=== Section Start ===

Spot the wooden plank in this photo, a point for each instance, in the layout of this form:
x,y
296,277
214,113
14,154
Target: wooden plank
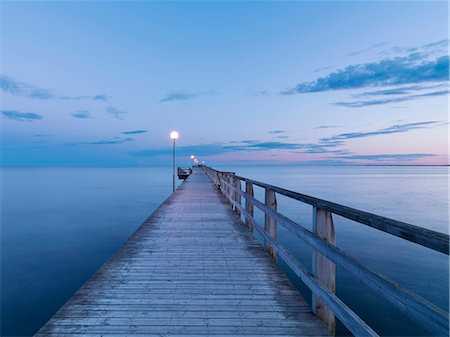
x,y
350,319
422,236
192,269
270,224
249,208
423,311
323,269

=== Section End ===
=== Section Start ===

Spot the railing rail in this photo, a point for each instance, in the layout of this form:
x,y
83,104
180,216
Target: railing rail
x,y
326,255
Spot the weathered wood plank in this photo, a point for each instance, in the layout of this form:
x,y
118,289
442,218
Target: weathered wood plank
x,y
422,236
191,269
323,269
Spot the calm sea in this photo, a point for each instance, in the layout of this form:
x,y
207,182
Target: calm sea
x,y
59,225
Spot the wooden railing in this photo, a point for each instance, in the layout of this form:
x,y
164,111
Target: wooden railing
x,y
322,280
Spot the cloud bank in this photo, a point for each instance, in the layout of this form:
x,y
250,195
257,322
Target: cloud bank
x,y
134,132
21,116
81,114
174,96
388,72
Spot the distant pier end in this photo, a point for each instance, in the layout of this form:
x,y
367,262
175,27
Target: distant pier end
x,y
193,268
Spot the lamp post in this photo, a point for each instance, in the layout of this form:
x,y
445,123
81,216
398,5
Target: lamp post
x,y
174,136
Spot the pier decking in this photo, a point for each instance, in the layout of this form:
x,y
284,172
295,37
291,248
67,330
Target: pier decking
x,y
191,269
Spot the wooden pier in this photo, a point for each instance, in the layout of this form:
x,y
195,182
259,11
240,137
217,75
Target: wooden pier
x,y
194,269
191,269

=== Section End ===

**Try it**
After reading the material above, state how many of its lines hold the word "layout". No other output is needed.

**Response**
10